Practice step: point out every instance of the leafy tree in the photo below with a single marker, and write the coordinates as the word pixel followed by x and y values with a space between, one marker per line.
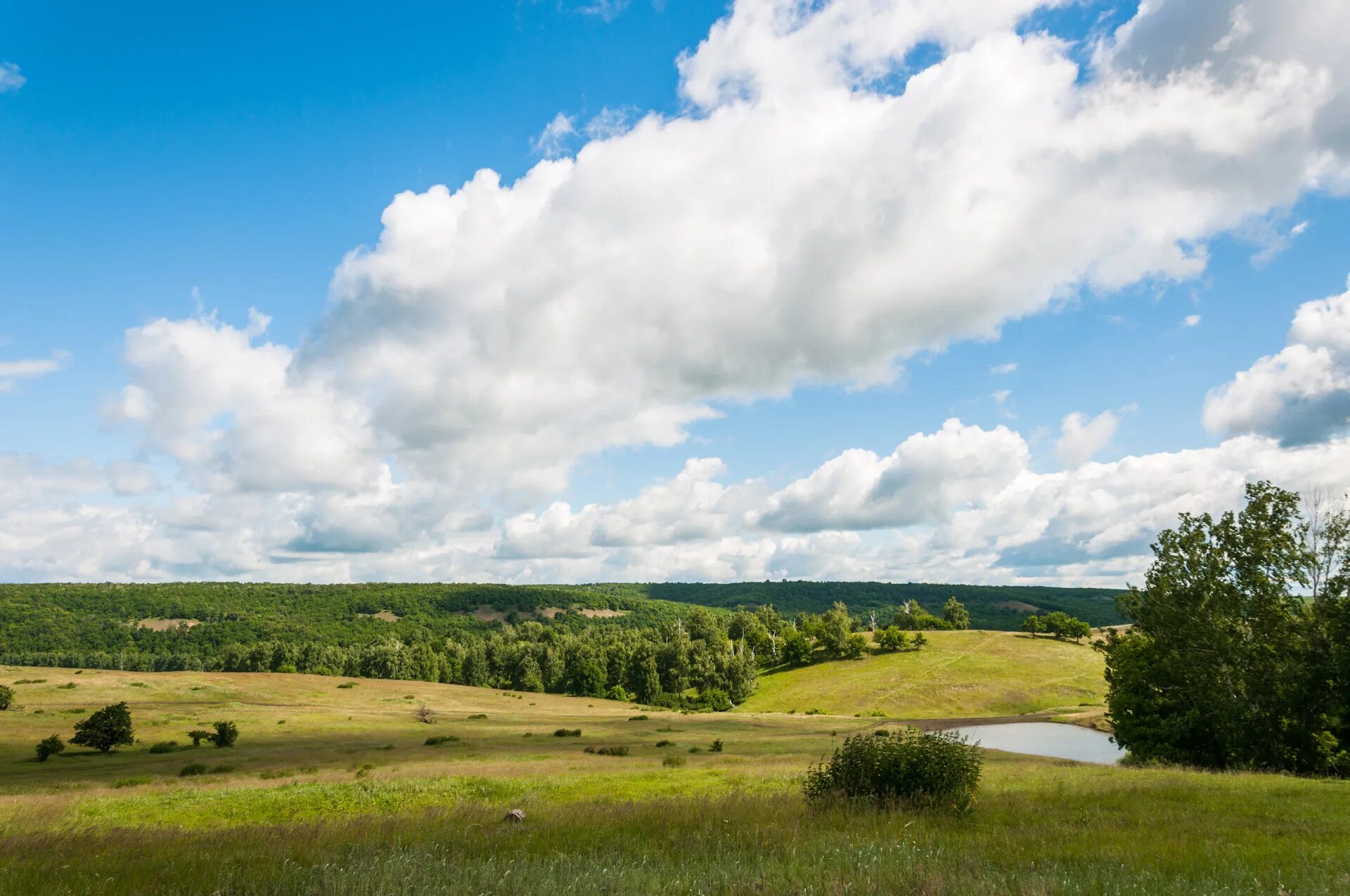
pixel 855 647
pixel 51 746
pixel 833 629
pixel 892 639
pixel 956 614
pixel 1223 667
pixel 795 648
pixel 105 729
pixel 226 734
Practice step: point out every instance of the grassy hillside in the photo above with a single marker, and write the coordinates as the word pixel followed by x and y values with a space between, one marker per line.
pixel 959 674
pixel 333 790
pixel 999 608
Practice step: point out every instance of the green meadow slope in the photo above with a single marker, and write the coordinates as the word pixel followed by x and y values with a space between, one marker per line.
pixel 334 790
pixel 956 675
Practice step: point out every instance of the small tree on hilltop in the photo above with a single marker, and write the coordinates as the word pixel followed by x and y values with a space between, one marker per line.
pixel 226 734
pixel 956 614
pixel 105 729
pixel 854 647
pixel 49 746
pixel 893 639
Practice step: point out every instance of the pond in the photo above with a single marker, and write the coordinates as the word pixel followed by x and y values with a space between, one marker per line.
pixel 1046 739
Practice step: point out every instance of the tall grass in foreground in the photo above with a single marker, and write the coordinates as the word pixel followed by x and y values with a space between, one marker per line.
pixel 1155 833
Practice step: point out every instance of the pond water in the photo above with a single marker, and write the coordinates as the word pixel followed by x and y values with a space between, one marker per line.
pixel 1046 739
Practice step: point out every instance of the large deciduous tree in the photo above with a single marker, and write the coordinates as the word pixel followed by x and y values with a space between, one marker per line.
pixel 1230 663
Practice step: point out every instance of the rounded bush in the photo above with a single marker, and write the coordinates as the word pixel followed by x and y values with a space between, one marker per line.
pixel 924 771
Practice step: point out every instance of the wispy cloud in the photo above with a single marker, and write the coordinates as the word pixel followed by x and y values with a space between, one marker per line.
pixel 11 372
pixel 10 77
pixel 553 141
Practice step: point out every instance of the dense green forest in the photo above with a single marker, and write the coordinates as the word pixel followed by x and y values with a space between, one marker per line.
pixel 652 642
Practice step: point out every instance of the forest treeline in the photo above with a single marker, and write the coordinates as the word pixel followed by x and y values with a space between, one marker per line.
pixel 694 658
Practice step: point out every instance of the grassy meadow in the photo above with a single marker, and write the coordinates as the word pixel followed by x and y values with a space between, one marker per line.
pixel 333 790
pixel 956 675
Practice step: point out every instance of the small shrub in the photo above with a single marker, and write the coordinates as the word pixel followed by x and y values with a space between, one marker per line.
pixel 226 734
pixel 925 771
pixel 135 780
pixel 51 746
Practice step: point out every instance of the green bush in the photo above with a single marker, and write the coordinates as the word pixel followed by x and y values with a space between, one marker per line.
pixel 49 746
pixel 135 780
pixel 226 734
pixel 924 771
pixel 440 739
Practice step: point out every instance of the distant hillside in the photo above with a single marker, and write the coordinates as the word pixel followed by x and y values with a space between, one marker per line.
pixel 956 675
pixel 204 617
pixel 1001 608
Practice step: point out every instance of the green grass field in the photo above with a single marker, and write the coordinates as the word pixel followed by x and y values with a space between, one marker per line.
pixel 959 674
pixel 333 791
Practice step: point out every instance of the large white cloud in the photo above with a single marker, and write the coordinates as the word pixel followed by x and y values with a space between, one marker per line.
pixel 816 215
pixel 1300 394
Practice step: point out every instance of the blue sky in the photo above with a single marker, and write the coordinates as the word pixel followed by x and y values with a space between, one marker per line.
pixel 176 165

------------------------------------------------

### What to produce
Quote every one of the rows above word for word, omitting the pictures from your reply.

### Output for this task
Practice step: point out every instance of the leafy tree in the photo below with a single marker, and write the coordinates as the word pixel followed by x and y values with a space between, one marker per line.
pixel 855 647
pixel 51 746
pixel 833 629
pixel 892 639
pixel 956 614
pixel 1223 667
pixel 795 648
pixel 105 729
pixel 226 734
Practice step: point out every instance of the grassy hillside in the photo above with a single marker, and write the coordinates as the word pixel followed by x and y values with a space between, one marker per line.
pixel 959 674
pixel 333 790
pixel 999 608
Practice step: point out every instance of the green meadow slope in the photo above with a single marker, and write the coordinates as the word pixel followed by x and y values with a space between, one marker per line.
pixel 334 790
pixel 956 675
Practice step: point out every instance of the small tree on hilltop in the photo above with a single marker, and write the coordinates as the word pixel followed by x and y values with a space between, one marker per line.
pixel 226 734
pixel 956 614
pixel 105 729
pixel 854 647
pixel 49 746
pixel 893 639
Practice step: point out every instance of the pond in the photo above with a single marker, and write the coordinates as the word pixel followed by x and y values with a space between, one marker per line.
pixel 1046 739
Practice step: point out every instance of the tall grass in foreground in the photo above with a single marker, and write the coordinates as the word pixel followed by x and y values with a space between, one marker per line.
pixel 1155 833
Practice step: point out every instance of the pond water in the photo above with a single marker, and write the coordinates as the word pixel followed by x and y values with a space between, one marker per line.
pixel 1046 739
Practice step: point out every instance of the large deciduous tree in the photo above with a single marker, and write the coordinates as the word pixel followed by x and y values with a space between, one marker per line.
pixel 1230 663
Practice step: point out every instance of the rounded bush in the photo above with a single marker, and write the coordinates as the word pixel followed by x and y values with a space between, one marker per line.
pixel 924 771
Practice step: point out every instance of the wispy cloud in the photo above with a single marker, and write the coordinates as the word pixel followed by x and y values with a space between, one marker per line.
pixel 11 372
pixel 10 77
pixel 553 141
Practice step: point out every instance of the dense green forest in the photo above with a single marker, and write the coordinates as the word pixel followed by x and y values with a space between, one marker per line.
pixel 652 642
Practice step: point out every instance of the forest treeline in the photo above with a single marker, and write the coordinates as the word pixel followed by x and y values with a space between, one marker per line.
pixel 694 658
Practice step: point out every instance of the grassy meadow in the photo above with a single marker, and write the coordinates as the word pixel followed by x and y values with a space between, one marker per line.
pixel 333 790
pixel 956 675
Practice step: point out every instance of the small shrub in the photo above with a single marker, and write the coordinates as the word pixel followed by x and y values with a space between, one marker per line.
pixel 226 734
pixel 925 771
pixel 135 780
pixel 51 746
Practice step: point out every instance of the green bush in the photo above with a single marker, and write the coordinates as the word pixel followed by x and y values with a space between, one marker per line.
pixel 49 746
pixel 135 780
pixel 226 734
pixel 924 771
pixel 440 739
Practice step: point out every instance of the distant hillside in the photo above with a single marker, and write the coordinates as the word pixel followed by x and y values with a space between, one marker per line.
pixel 956 675
pixel 204 617
pixel 1001 608
Practice step: point out every instance of the green grass field in the photo above with a single marker, and write the coordinates as the word pixel followed by x and y values with a space between, one marker per line.
pixel 959 674
pixel 333 791
Practice step: point out every instance of the large white cloud in the photo above with a single marker, and write the coordinates as the word pixel followed by x and y values with a space between, one marker per line.
pixel 816 215
pixel 1300 394
Practice step: point out every instance of the blue sky in the photo above with a single marker, and write the coordinates as the word pixel followed by x and y values with a space between, one marker per line.
pixel 176 165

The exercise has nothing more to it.